How do you determine the greastest common factor of 540 and 132 using the Euclidean Algorithm?I need an example of how you got the answer. I have tried everything
First and foremost do not panic about the size of the bigger number. Since you are in search of the Greatest Common Factor, you are looking for the "math facts" of each of the numbers and you want the largest one that apply to both. Do you know your rules of divisibility? If so, that is of great benefit. If not, you will want to familiarize yourself with them.
Begin with 132.
132 X 1 66 X 2 (it is even so it 2 has to work)
44 X 3 (the sum of the digits is divisible by 3 so it is divisible by 3 -- 1 + 2 + 3= 6)
33 X 4 (it is divisible by 4 because the last two digits are divisible by 4)
22 X 6 (6 has to work because 2 and 3 work)
12 X 11 (this is the last pair of factors because they are right next to each other numerically. This doesn't hold true always but when it does work out that way, it is a great clue to let you know you have all the factors)

•••••

_Questions on the material_:
1. According to the thread, why does 6 have to work as a factor of 132?
2. Rewrite the stretch of the thread from "44 X 3 (the" through "and 3 work)", changing every "digits" to "numerals".
You won't need the records that come next.

•••••

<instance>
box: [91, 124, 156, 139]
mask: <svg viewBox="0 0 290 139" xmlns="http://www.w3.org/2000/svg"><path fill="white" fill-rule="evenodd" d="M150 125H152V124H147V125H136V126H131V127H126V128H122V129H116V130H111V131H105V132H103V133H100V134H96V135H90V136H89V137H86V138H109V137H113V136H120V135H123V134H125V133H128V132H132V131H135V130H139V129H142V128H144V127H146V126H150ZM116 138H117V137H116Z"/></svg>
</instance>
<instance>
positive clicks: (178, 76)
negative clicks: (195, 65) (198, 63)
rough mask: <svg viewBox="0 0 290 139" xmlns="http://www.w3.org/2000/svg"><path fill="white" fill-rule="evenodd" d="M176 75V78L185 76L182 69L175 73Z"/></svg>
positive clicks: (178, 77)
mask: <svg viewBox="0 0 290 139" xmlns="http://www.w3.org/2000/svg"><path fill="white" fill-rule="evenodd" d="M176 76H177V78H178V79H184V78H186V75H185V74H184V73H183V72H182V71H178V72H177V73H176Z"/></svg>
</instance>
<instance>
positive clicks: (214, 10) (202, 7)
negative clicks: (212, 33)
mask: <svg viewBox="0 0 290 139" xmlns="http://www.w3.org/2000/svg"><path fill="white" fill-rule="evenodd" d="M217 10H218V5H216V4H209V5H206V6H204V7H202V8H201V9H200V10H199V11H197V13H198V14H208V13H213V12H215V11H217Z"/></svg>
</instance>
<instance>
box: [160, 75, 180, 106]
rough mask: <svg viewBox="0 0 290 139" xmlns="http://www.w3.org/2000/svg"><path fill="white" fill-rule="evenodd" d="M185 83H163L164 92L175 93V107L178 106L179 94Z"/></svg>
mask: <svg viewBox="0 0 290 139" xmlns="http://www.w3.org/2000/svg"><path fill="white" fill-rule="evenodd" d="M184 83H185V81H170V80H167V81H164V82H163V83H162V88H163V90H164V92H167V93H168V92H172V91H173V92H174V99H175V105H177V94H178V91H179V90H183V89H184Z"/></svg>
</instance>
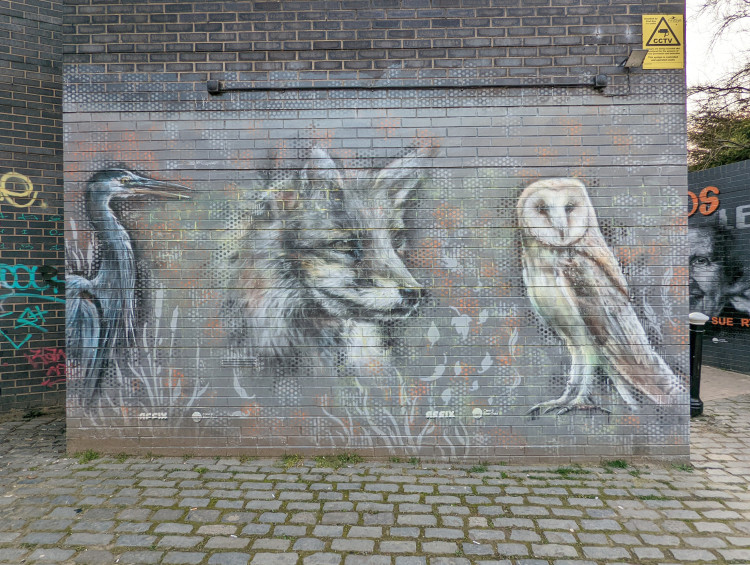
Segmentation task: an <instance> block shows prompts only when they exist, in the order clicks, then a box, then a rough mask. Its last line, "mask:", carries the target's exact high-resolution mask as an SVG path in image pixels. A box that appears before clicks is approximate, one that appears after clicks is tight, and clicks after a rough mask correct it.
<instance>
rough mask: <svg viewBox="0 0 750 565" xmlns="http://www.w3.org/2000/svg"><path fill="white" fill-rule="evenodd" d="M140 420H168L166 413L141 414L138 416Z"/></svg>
mask: <svg viewBox="0 0 750 565" xmlns="http://www.w3.org/2000/svg"><path fill="white" fill-rule="evenodd" d="M138 419H139V420H166V419H167V413H166V412H141V413H140V414H138Z"/></svg>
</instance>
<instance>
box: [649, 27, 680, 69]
mask: <svg viewBox="0 0 750 565" xmlns="http://www.w3.org/2000/svg"><path fill="white" fill-rule="evenodd" d="M641 21H642V24H643V48H644V49H648V55H646V59H645V60H644V61H643V68H644V69H684V68H685V31H684V30H685V24H684V18H683V16H682V14H643V16H642V20H641Z"/></svg>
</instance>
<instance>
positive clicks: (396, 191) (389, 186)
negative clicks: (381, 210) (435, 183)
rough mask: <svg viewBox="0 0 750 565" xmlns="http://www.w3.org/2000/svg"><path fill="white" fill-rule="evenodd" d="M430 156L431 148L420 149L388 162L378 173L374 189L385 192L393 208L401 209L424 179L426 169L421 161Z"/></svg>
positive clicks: (432, 151)
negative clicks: (391, 161)
mask: <svg viewBox="0 0 750 565" xmlns="http://www.w3.org/2000/svg"><path fill="white" fill-rule="evenodd" d="M432 154H433V149H432V148H430V147H422V148H419V149H416V150H414V151H412V152H410V153H408V154H407V155H406V156H404V157H402V158H401V159H396V160H395V161H392V162H390V163H389V164H388V165H387V166H385V167H383V168H382V169H381V170H380V171H378V174H377V176H376V177H375V184H374V189H375V190H384V191H387V192H388V197H389V198H390V199H391V201H392V202H393V205H394V207H395V208H401V207H402V206H403V205H404V202H406V200H407V198H409V195H410V194H411V192H412V191H413V190H414V189H415V188H417V186H418V185H419V183H420V182H422V180H423V179H424V177H425V174H426V171H427V169H426V166H425V164H424V163H423V160H424V159H425V158H427V157H430V156H432Z"/></svg>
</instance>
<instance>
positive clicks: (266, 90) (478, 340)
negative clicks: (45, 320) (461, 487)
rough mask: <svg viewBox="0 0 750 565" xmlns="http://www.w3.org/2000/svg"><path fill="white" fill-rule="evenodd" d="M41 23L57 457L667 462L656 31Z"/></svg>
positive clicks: (305, 3)
mask: <svg viewBox="0 0 750 565" xmlns="http://www.w3.org/2000/svg"><path fill="white" fill-rule="evenodd" d="M66 10H67V13H66V16H65V23H66V25H67V37H68V38H69V41H68V44H67V46H66V49H67V55H66V56H67V57H68V58H69V59H68V60H69V61H70V65H69V66H67V68H66V80H65V93H64V97H65V108H66V113H65V135H66V156H67V157H66V170H65V175H66V202H65V205H66V222H68V231H67V234H68V235H67V244H68V246H69V251H70V255H69V259H68V264H67V272H68V281H67V283H68V290H69V298H68V300H69V304H68V306H69V316H68V320H67V324H68V328H69V330H70V332H71V340H69V342H68V351H69V357H70V359H69V365H68V368H69V383H68V408H69V409H68V438H69V447H70V448H71V449H74V450H78V449H85V448H87V447H95V448H97V449H102V446H105V447H106V449H107V450H112V451H121V450H132V451H138V450H142V451H149V450H150V451H152V452H155V453H156V452H162V453H180V452H186V451H189V452H191V453H199V452H200V453H217V454H222V453H239V454H246V455H253V454H274V453H275V454H278V453H283V452H299V453H306V454H310V453H322V452H329V451H331V450H334V449H339V450H349V451H357V452H358V453H361V454H362V455H365V456H370V457H378V456H385V455H388V454H391V455H402V454H403V455H406V454H409V455H415V456H422V457H429V458H443V459H447V458H452V457H459V458H460V457H473V458H476V457H480V458H492V459H499V458H505V459H510V458H525V459H526V460H556V461H562V460H570V459H582V458H600V457H613V456H620V455H622V456H634V455H644V456H659V457H679V456H684V455H685V454H686V452H687V449H688V441H687V434H688V417H687V409H686V402H687V397H686V392H685V371H686V368H687V359H686V347H687V330H686V327H685V325H684V318H685V315H686V313H687V295H686V292H685V288H686V281H687V270H686V269H685V268H684V265H685V262H686V250H687V245H686V227H685V223H686V222H685V220H684V204H683V203H684V195H685V187H686V182H687V180H686V169H685V116H684V78H683V73H682V71H643V70H639V69H635V70H632V71H626V70H625V69H624V68H623V67H621V66H619V65H620V63H622V62H623V61H624V60H625V58H626V57H627V55H628V53H629V51H630V50H631V49H632V48H636V47H640V43H641V26H640V22H641V14H642V13H679V12H681V10H682V5H681V4H676V3H675V4H663V3H656V2H653V3H649V2H646V3H643V2H609V3H608V2H597V3H593V4H586V5H582V4H578V3H570V2H556V1H551V2H503V3H497V2H476V1H470V0H464V1H460V0H459V1H453V2H450V3H448V2H442V1H439V0H432V1H427V0H425V1H423V0H413V1H409V0H402V1H398V2H374V1H373V2H368V1H352V2H346V1H343V2H333V3H332V2H317V1H310V2H278V3H273V2H271V3H264V2H240V3H225V2H215V3H198V2H164V3H155V2H149V3H147V4H145V3H138V2H133V3H127V2H120V3H117V4H116V5H113V4H108V3H99V2H74V1H72V2H68V3H66ZM601 74H604V75H607V77H608V81H607V86H606V87H605V88H598V89H597V88H594V87H593V81H594V77H595V76H596V75H601ZM209 81H217V82H215V83H213V84H212V85H211V84H209ZM209 88H212V89H213V90H214V92H215V94H210V93H209V92H208V89H209ZM134 172H135V173H138V174H139V175H140V176H135V175H134V174H133V173H134ZM145 177H148V178H150V179H156V180H158V181H161V183H162V184H161V185H160V187H161V188H159V187H155V185H154V184H153V181H149V180H147V179H146V178H145ZM164 183H172V184H164ZM174 183H179V184H180V185H182V186H183V187H184V188H180V187H178V186H175V184H174ZM149 184H150V185H151V188H150V190H151V193H150V195H149V194H147V192H148V190H149V189H148V187H147V186H148V185H149ZM155 189H156V190H161V192H159V193H157V192H154V190H155ZM170 194H171V197H170ZM524 268H525V273H524ZM74 275H75V276H74ZM94 323H95V324H94ZM92 324H94V325H92ZM94 329H95V330H96V331H94ZM628 383H630V384H631V385H634V386H629V384H628ZM567 384H570V386H569V387H567V389H568V392H569V393H565V391H566V385H567ZM558 413H560V415H557V414H558Z"/></svg>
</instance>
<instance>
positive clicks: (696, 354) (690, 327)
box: [688, 312, 709, 418]
mask: <svg viewBox="0 0 750 565" xmlns="http://www.w3.org/2000/svg"><path fill="white" fill-rule="evenodd" d="M688 319H689V320H690V417H691V418H692V417H694V416H700V415H701V414H703V401H702V400H701V398H700V393H701V363H702V361H703V333H704V332H705V331H706V328H705V324H706V322H708V320H709V318H708V316H706V315H705V314H701V313H700V312H691V313H690V316H688Z"/></svg>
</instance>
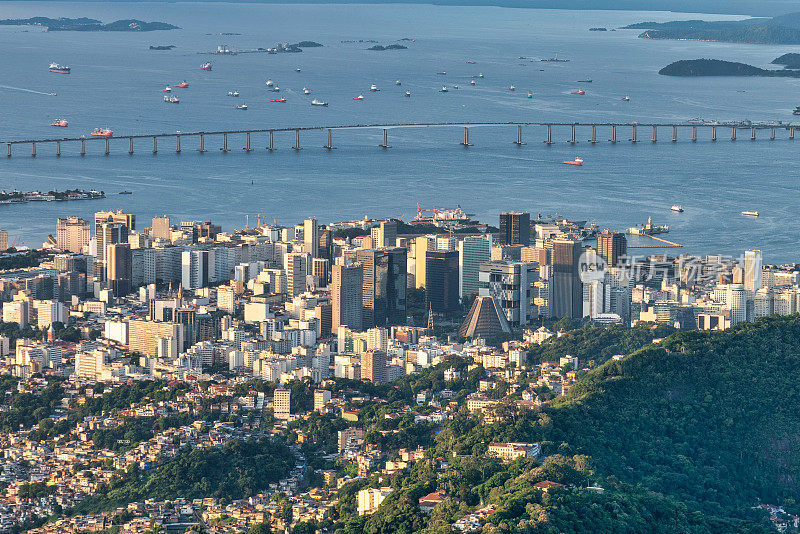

•••••

_Answers provided_:
1. Because 2 and 3 work.

2.
44 X 3 (the sum of the numerals is divisible by 3 so it is divisible by 3 -- 1 + 2 + 3= 6)
33 X 4 (it is divisible by 4 because the last two numerals are divisible by 4)
22 X 6 (6 has to work because 2 and 3 work)